Rewrite all the rows below, changing every "instance" to "occurrence" and keeping everything else the same. Leave out the pictures.

☆ ☆ ☆ ☆

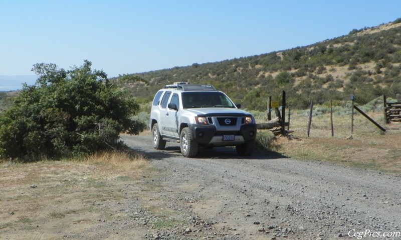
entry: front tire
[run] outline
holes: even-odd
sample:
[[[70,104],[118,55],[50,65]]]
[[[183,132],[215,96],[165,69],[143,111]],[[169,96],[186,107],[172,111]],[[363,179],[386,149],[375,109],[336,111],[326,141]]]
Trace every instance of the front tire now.
[[[255,150],[255,140],[236,146],[237,152],[240,156],[250,156]]]
[[[182,156],[186,158],[193,158],[196,156],[198,144],[191,140],[189,128],[184,128],[179,134],[179,146]]]
[[[152,144],[153,146],[153,148],[158,150],[164,149],[164,147],[166,146],[166,141],[163,140],[161,138],[157,124],[153,125],[153,127],[152,128],[152,136],[153,136]]]

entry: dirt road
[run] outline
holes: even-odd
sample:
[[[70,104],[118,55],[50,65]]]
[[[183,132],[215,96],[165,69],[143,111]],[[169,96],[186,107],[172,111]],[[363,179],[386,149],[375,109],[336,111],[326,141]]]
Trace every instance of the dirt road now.
[[[155,151],[149,136],[124,138],[158,170],[160,206],[190,212],[184,239],[401,239],[399,176],[231,148],[186,158],[176,143]]]
[[[401,239],[399,176],[122,136],[145,168],[2,165],[0,240]]]

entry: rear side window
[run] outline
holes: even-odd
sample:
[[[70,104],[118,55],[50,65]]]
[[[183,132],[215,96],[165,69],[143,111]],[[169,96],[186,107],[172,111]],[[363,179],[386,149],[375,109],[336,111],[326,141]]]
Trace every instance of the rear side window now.
[[[157,106],[159,102],[160,102],[160,96],[163,94],[163,91],[158,92],[157,94],[156,94],[156,96],[154,96],[154,98],[153,98],[153,102],[152,104],[154,106]]]
[[[161,107],[163,108],[165,108],[166,106],[167,106],[167,102],[171,94],[171,92],[166,92],[163,96],[163,99],[161,100]]]
[[[174,104],[176,105],[177,108],[179,108],[179,100],[178,99],[178,94],[172,94],[172,96],[171,97],[171,101],[170,102],[170,104]]]

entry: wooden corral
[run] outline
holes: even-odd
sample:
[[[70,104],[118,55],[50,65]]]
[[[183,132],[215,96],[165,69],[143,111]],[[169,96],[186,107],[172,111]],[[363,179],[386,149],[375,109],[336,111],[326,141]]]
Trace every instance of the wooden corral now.
[[[386,123],[390,124],[391,122],[401,122],[401,102],[387,102],[385,96],[383,100]]]

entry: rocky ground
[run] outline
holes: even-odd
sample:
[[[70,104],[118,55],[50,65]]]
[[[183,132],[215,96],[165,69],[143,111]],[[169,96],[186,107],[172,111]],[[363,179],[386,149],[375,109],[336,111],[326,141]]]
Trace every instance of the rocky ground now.
[[[401,239],[399,175],[229,148],[186,158],[176,143],[123,138],[151,170],[3,168],[0,240]]]
[[[152,156],[159,174],[151,178],[164,200],[160,207],[185,209],[193,222],[160,238],[180,230],[188,234],[171,239],[333,239],[401,232],[399,176],[261,152],[244,158],[230,148],[185,158],[176,144],[155,152],[147,137],[125,141]]]

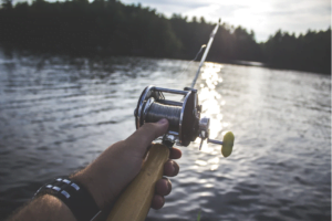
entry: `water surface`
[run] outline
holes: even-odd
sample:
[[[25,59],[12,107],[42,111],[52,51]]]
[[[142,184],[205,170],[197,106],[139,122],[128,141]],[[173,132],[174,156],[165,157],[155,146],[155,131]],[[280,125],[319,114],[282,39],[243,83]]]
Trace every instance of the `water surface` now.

☆ ☆ ☆ ☆

▶ _RESULT OF THIS TASK_:
entry: front tire
[run] outline
holes: even-odd
sample:
[[[70,104],[118,55],[50,65]]]
[[[183,132],[215,96],[165,69],[143,111]],[[169,96],[186,107],[172,111]],[[363,179],[386,149],[375,109],[336,111],[326,141]]]
Trace every occurrence of the front tire now.
[[[255,150],[255,140],[236,146],[237,152],[240,156],[250,156]]]
[[[182,156],[186,158],[193,158],[196,156],[198,144],[191,140],[189,128],[184,128],[179,134],[179,146]]]
[[[152,144],[153,146],[153,148],[158,150],[164,149],[164,147],[166,146],[166,141],[163,140],[161,138],[157,124],[153,125],[153,127],[152,128],[152,136],[153,136]]]

entry: dirt road
[run] outline
holes: even-odd
sample:
[[[70,104],[118,55],[50,65]]]
[[[183,132],[215,96],[165,69],[143,111]],[[169,96],[186,107],[172,111]],[[363,179],[386,149],[375,109],[336,111],[326,141]]]
Trace every occurrence of the dirt road now.
[[[155,151],[149,136],[124,138],[158,170],[160,206],[190,212],[184,239],[401,239],[399,176],[231,148],[186,158],[176,143]]]
[[[401,239],[399,176],[122,136],[145,168],[2,165],[0,240]]]

entry: rear side window
[run] outline
holes: even-odd
sample:
[[[70,104],[118,55],[50,65]]]
[[[183,132],[215,96],[165,69],[143,111]],[[169,96],[186,107],[172,111]],[[363,179],[386,149],[375,109],[336,111],[326,141]]]
Trace every occurrence of the rear side window now.
[[[157,106],[159,102],[160,102],[160,96],[163,94],[163,91],[158,92],[157,94],[156,94],[156,96],[154,96],[154,98],[153,98],[153,102],[152,104],[154,106]]]
[[[161,107],[163,108],[165,108],[166,106],[167,106],[167,102],[171,94],[171,92],[166,92],[163,96],[163,99],[161,100]]]
[[[174,104],[176,105],[177,108],[179,108],[179,100],[178,99],[178,94],[172,94],[172,96],[171,97],[171,101],[170,102],[170,104]]]

entry: wooden corral
[run] outline
holes: even-odd
sample:
[[[70,104],[118,55],[50,65]]]
[[[183,132],[215,96],[165,69],[143,111]],[[169,96],[186,107],[172,111]],[[363,179],[386,149],[375,109],[336,111],[326,141]]]
Trace every occurrence of the wooden corral now.
[[[386,123],[390,124],[391,122],[401,122],[401,102],[387,102],[385,96],[383,100]]]

entry: rocky ground
[run] outline
holes: even-odd
sample:
[[[70,104],[118,55],[50,65]]]
[[[183,132],[215,96],[165,69],[143,111]],[[169,96],[186,107],[172,111]],[[363,179],[386,149],[375,109],[336,111],[326,141]]]
Trace every occurrence of the rocky ground now.
[[[401,239],[399,175],[229,148],[186,158],[176,143],[123,138],[151,170],[3,168],[0,240]]]
[[[152,156],[159,174],[151,178],[164,200],[160,207],[185,209],[193,222],[160,238],[180,230],[188,234],[171,239],[333,239],[401,232],[399,176],[261,152],[244,158],[230,148],[185,158],[176,144],[155,152],[147,137],[125,141]]]

entry: `water surface`
[run] outline
holes: even-odd
sample:
[[[25,59],[12,107],[42,111],[52,51]]]
[[[142,184],[205,170],[197,106],[139,122],[128,141]],[[173,132],[174,156],[165,157],[155,146],[155,131]],[[280,125],[319,114],[282,39],[243,83]]]
Trace every occurrence of the `water surface` now.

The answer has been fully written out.